-------- Input data

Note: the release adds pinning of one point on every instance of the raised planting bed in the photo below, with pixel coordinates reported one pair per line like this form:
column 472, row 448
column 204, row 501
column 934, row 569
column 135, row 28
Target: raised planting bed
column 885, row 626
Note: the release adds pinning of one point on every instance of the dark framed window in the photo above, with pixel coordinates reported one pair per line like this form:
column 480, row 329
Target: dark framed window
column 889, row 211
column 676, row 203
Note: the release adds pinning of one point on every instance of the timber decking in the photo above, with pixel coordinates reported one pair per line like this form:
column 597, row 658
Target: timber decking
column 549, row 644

----------------

Display each line of the data where "every" occurs.

Note: the release adds pinning of one point on every instance of the raised planting bed in the photo below, with pixel coordinates reported one pair per line like this form:
Note: the release adds pinning of one point on every instance of the dark framed window in the photo above, with pixel coordinates reported one pair per line like this form:
Note: the release adds pinning of one point on every instance of the timber decking in the photo above, with pixel coordinates reported one pair per line like this form:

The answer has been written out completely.